§ **SELECTED TEXT**
+-------+

Q2) How many pairs of 2 numbers selected from specific ranges when bitwise ‘and’d together have a result in a 3rd specific range.  All ranges start from 0.

A2) Easiest small input ever?  With range sizes of only at most 1000 each, nested loop over the input ranges and calculate the and and compare to the maximum value of the 3rd range.  If less increase counter.  Once loops are done, return counter.  6 trivial lines?

Large input however is much more challenging.  With ranges of up to 1 billion, such brute force is out of the question.  Given the bitwise and function and the large ranges, running time seems like it will need to be related to the logarithm of the input range maximums.

Determining whether 2 numbers ‘and’ to give a 3rd is trivial, which leads to the thought, is there some way to convert the ranges into batches which can be easily processed in parallel.  Perhaps using a ternary notation of 0, 1 and ‘don’t care’?

All numbers less than n can be grouped in a ternary notation by having a prefix which is equal to the start of n, followed by a 0 where there is a 1 in n, followed by ‘don’t care’ for all subsequent bits.  The number of such patterns needed is equal to the number of set bits in n, which is worst case proportional to the logarithm of n.

So the problem now boils down to, generate these ternary representations for the 2 input ranges and the output range, then for every way of selecting from those 3 lists, determine how many results it allows.  Sum those all up, and return.

So the core part of that is ‘determine how many results it allows’.  So inside the triple nested loop to select the 3 ternary representations being tested another loop over each bit is needed.  Each bit is independent in the bitwise and, so the number of ways of doing each bit can be considered a multiplier.  Multiplying them all together will give the number of solutions that are derived from this particular selection.

Handling each bit can be done with a large if statement selecting on the 3 different values which can be in each of the 2 inputs and the output.  For example ‘don’t care’, ‘don’t care’, ‘don’t care’ has 4 possible scenarios and ‘don’t care’, ‘don’t care’, 0 has 3 possible scenarios.  Such an if statement is quite large and convoluted, so some more nested loops might be simpler.  Loop over each possibility for the 2 inputs, skipping if it doesn’t match the actual input values.  Then calculate the and of the 2 input bits and compare it to the expected output value incrementing the counter if it matches.  The simple match function for ‘bit vs ternary value’ is handled much more easily than the huge if statement.

One catch is that the 3 ranges originally specified 2 are exclusive and one is inclusive of the maximum, so applying the above approach the inclusive bound needs to be incremented to make it an exclusive bound first.  Alternatively all numbers less or equal to n can be considered by using the same set of patterns above and adding the exact pattern of n as well.  This is equivalent to setting the bit one past the end of the number to 0 and so can be treated as one extra loop, with appropriate special case handling.

Q3) Given a set of locations with distinct ‘values’ and a list of connections between locations (all locations are connected), determine a order of visiting which doesn’t arrive at any node more than once, but can backtrack as much as you like, which visits every node such that the sequence of first visits is ‘smallest’.  Smallest is defined by comparing the first elements of two sequences, then the second elements, and so on until one is smaller than the other.

A3)  The small input only had 8 nodes, so brute force was plausible.  Just had to make sure you don’t infinite loop.

+-------+

§ **DATA PROVIDED**
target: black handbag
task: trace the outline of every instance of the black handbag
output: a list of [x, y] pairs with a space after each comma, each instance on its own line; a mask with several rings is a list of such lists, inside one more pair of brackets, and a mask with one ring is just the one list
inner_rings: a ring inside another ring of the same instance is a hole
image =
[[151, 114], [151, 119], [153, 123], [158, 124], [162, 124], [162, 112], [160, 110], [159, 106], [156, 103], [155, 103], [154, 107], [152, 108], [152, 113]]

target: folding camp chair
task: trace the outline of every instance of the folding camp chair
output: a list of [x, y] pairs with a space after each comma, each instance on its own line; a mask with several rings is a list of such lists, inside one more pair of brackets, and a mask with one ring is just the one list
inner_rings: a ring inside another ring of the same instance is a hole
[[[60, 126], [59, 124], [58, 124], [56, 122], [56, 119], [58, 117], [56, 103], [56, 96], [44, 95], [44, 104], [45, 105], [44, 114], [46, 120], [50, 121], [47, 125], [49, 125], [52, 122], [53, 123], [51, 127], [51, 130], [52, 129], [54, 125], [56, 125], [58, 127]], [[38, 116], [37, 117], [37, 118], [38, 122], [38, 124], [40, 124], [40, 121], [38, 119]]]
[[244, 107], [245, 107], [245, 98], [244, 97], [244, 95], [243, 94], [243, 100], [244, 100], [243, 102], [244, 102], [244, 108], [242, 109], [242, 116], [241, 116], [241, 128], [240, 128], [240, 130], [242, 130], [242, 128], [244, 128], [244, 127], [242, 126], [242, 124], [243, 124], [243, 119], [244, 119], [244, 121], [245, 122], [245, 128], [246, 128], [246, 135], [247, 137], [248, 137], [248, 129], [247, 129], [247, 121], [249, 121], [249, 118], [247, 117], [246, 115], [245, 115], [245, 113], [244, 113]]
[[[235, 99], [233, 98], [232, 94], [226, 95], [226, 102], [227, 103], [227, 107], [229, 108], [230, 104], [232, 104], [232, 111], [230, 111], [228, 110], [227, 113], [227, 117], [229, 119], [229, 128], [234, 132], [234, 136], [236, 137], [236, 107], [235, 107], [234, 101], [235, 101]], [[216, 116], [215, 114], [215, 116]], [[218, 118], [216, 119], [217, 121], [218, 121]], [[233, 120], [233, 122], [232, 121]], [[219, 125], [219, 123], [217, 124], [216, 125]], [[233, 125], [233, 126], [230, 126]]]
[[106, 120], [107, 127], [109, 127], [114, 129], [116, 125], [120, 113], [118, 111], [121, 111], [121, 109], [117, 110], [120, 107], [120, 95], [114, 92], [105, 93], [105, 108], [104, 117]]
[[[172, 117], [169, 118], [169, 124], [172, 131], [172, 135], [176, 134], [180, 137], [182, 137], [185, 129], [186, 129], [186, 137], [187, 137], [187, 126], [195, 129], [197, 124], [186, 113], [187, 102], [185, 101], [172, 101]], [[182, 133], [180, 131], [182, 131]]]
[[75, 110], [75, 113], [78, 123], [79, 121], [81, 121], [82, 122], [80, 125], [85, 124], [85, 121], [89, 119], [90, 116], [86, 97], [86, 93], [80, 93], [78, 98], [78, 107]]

+-------+

§ **REQUIREMENT 1**
In the contest write-up, how many ternary patterns are needed to cover all numbers less than n?
§ **REQUIREMENT 2**
Print the part of the entries that opens with their first line and closes with the line containing "108], [152, 113]]", with both of those lines included.

§ **CORRECT RESULT 1**
The number of set bits in n, which in the worst case is proportional to the logarithm of n.

§ **CORRECT RESULT 2**
target: black handbag
task: trace the outline of every instance of the black handbag
output: a list of [x, y] pairs with a space after each comma, each instance on its own line; a mask with several rings is a list of such lists, inside one more pair of brackets, and a mask with one ring is just the one list
inner_rings: a ring inside another ring of the same instance is a hole
image =
[[151, 114], [151, 119], [153, 123], [158, 124], [162, 124], [162, 112], [160, 110], [159, 106], [156, 103], [155, 103], [154, 107], [152, 108], [152, 113]]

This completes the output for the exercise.